**BRANO FORNITO**
------------------------------------------------
È un viaggio attraverso luoghi oscuri, intessuti di storie torbide, segnati da catastrofi naturali e/o industriali, sfregiati dalla malvagità dell’uomo. Una discesa nelle profondità dei nostri incubi peggiori, quelli che ci mettono di fronte alla precarietà della nostra esistenza e alla nostra fin troppo facile propensione alla crudeltà. Quelli mostrati dal fotografo francese Ambroise Tézenas sono infatti luoghi deturpati dal dramma, posti in cui nel corso del XX secolo si sono abbattute calamità terribili od orrori dai contorni disumani. Veri e propri teatri in cui sono andate in scena la tragedia e la cattiveria umana, palcoscenici su cui accorrono ogni anno moltissime persone.
Ma perché? Cosa spinge molti a recarsi sui luoghi del disastro? E quali sono i contorni di questa tendenza?
------------------------------------------------
**DATI MOSTRATI**

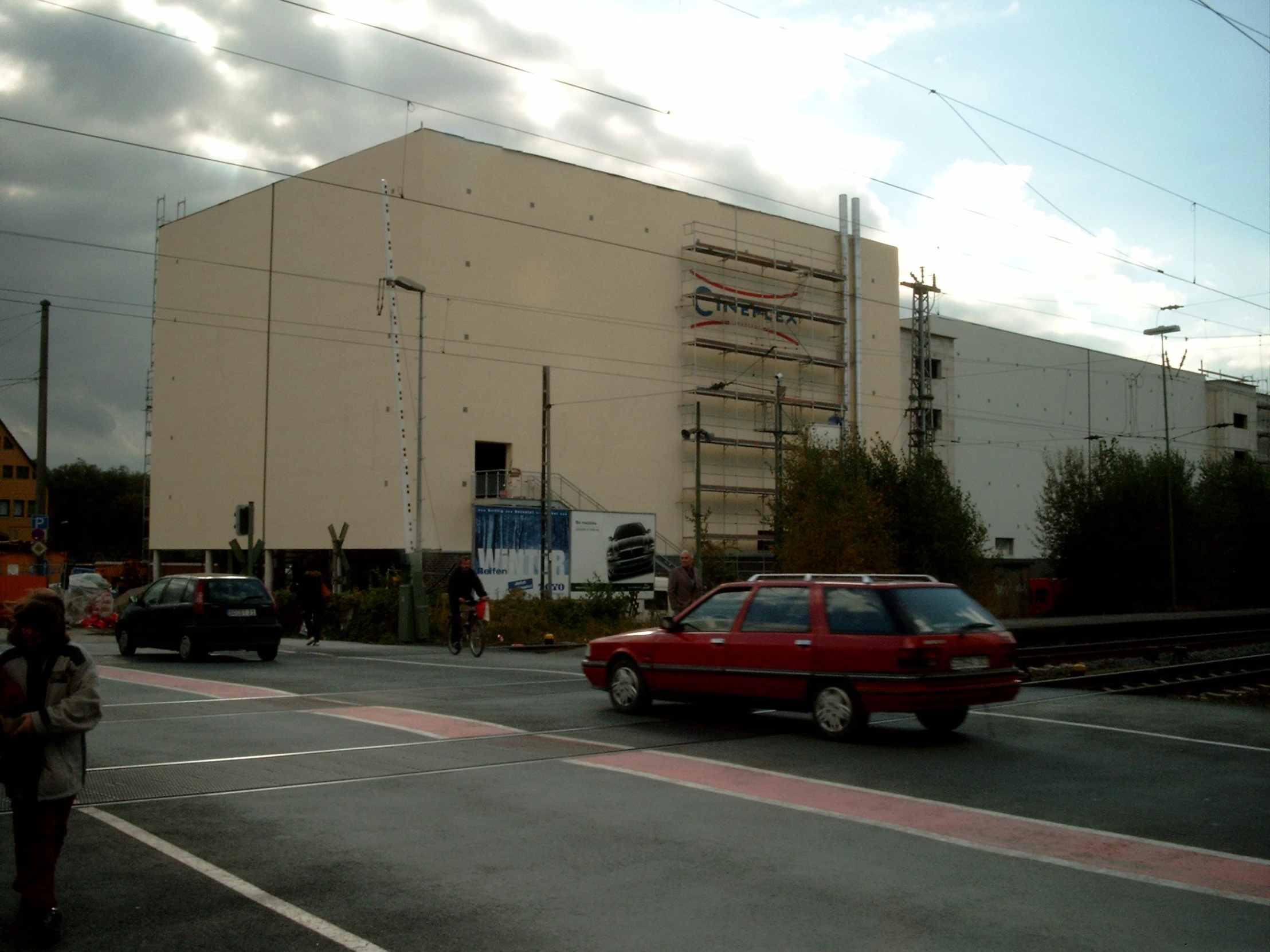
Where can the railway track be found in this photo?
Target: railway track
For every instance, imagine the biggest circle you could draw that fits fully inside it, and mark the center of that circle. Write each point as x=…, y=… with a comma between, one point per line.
x=1178, y=647
x=1189, y=678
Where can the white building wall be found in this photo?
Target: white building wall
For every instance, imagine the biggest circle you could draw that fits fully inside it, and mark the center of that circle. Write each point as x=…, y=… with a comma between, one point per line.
x=1013, y=400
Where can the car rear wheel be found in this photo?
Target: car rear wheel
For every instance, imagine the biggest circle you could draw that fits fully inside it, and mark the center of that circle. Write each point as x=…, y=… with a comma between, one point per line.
x=943, y=721
x=837, y=713
x=189, y=650
x=628, y=691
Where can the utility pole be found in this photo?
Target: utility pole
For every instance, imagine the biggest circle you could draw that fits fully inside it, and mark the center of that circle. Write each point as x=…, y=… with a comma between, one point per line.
x=920, y=396
x=1169, y=451
x=42, y=426
x=779, y=514
x=545, y=532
------------------------------------------------
**COMPITO ASSEGNATO A**
Trasforma in un elenco numerato le righe delle voci, a partire da quella che contiene "Where can the white" e fermandoti dopo quella che contiene "x=1013, y=400". Tralascia le righe vuote.
**COMPITO ASSEGNATO B**
Prosegui il testo sui luoghi segnati da catastrofi e atrocità dal punto in cui si interrompe.

**RISPOSTA SCRITTA A**
1. Where can the white building wall be found in this photo?
2. Target: white building wall
3. For every instance, imagine the biggest circle you could draw that fits fully inside it, and mark the center of that circle. Write each point as x=…, y=… with a comma between, one point per line.
4. x=1013, y=400

**RISPOSTA SCRITTA B**
Sono questi gli interrogativi su cui si fonda l’indagine portata avanti da Tézenas con il lavoro Tourisme de la désolation. Il suo progetto indaga infatti il cosiddetto dark tourism, un fenomeno che negli ultimi anni sembra riscontrare un favore crescente. Come ci racconta efficacemente attraverso immagini, testi e didascalie, con il passare del tempo alcuni di questi posti si sono trasformati da luoghi della memoria in vere e proprie mete turistiche. Centri di interesse da segnalare su mappe, cartelloni e guide, spesso molto utili alle amministrazioni locali per promuovere i territori coinvolti. Non sorprende allora vedere, tra gli scatti affissi sulle pareti tinte di giallo della Grande Halle, guide affamate di turisti affannarsi in luoghi che, forse, meriterebbero solo silenzio, gruppi di persone intente a ripercorrere le celle di Auschwitz o le sale di tortura cambogiane, a scattarsi foto di gruppo davanti a ciò che resta di centri abitati distrutti da qualche terremoto o tzunami, o faccia al muro per sperimentare in prima persona l’ombra di ciò che poteva significare trascorrere una notte da prigioniero in un carcere sovietico.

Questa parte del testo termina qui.